- Records for this exercise
## begin

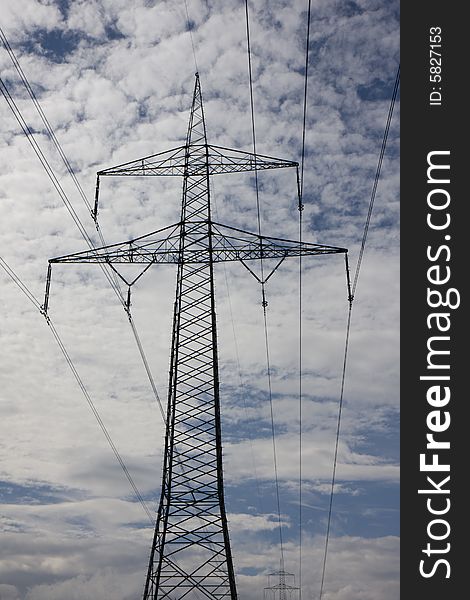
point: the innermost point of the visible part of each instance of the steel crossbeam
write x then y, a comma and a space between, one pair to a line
190, 556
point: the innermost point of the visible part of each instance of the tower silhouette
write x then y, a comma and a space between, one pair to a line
190, 555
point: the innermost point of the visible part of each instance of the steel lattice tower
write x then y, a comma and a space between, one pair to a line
190, 555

## end

- Task objective
Copy out all of the data above word for word, without the pictures.

- Exercise result
point: the innermost point of the visible part of each instance of the steel crossbeam
write x then y, a comma and a space between, one pair to a line
190, 556
point: the innermost point of the visible part of each instance of the tower silhouette
write x then y, a comma and a space between, one pair to a line
190, 555
point: the innermost point of the visible part of each instance of the steel lattice tower
write x then y, a comma and a space between, one pair to a line
190, 555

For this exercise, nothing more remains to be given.